In our particular case, the issue was in the middleware of our web API. This meant the exception wasn't technically "unhandled" - a lower level of the middleware was already catching the exception and turning it into a 500 response. It just wasn't getting logged.

Pretty much all web API frameworks provide ways for you to hook into unhandled exceptions, and perform your own custom logic. ASP.NET Core has exception middleware that you can customize, and the previous ASP.NET MVC allows you to implement a custom IExceptionHandler or IExceptionLogger. Make sure you know how to do this for the web framework you're using.

Long-running threads

Another place where logging can be forgotten is in a long-running thread such as a message pump, that's reading messages from a queue and processing them. In this scenario, you probably have an exception handler around the handling of each message, but additionally you need to log any exceptions at the pump level - e.g. if it loses connection to the message broker, you don't want to die silently and end up no longer processing messages.

In this next sample, we've remembered to log exceptions handling a message, but not exceptions fetching the next message.

while(true)
{
    // don't forget to handle exception that happen here too!
    var message = FetchNextMessage(); 
    try
    {
        Handle(message);
    }
    catch(Exception ex)

MATERIAL:
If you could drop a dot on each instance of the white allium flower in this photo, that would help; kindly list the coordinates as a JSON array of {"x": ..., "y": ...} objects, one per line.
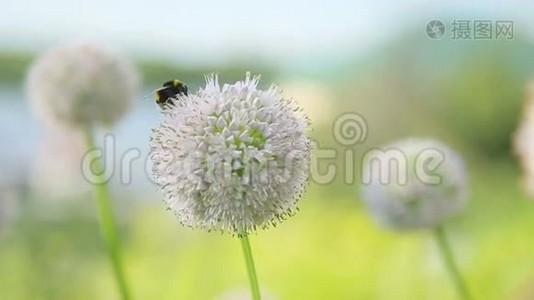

EXERCISE 1: In the text on exception logging, which two things does the older ASP.NET MVC let you implement to act on unhandled exceptions?
EXERCISE 2: Condense the paragraph of the text on exception logging that begins "Another place where logging can be forgotten" into a short list that keeps its main facts.

EXERCISE RESULT 1: A custom IExceptionHandler or IExceptionLogger.

EXERCISE RESULT 2:
- Logging can also be forgotten in long-running threads, such as a message pump that reads messages from a queue and processes them.
- An exception handler probably surrounds the handling of each message.
- Exceptions must also be logged at the pump level.
- For example, if the pump loses its connection to the message broker, it should not die silently and stop processing messages.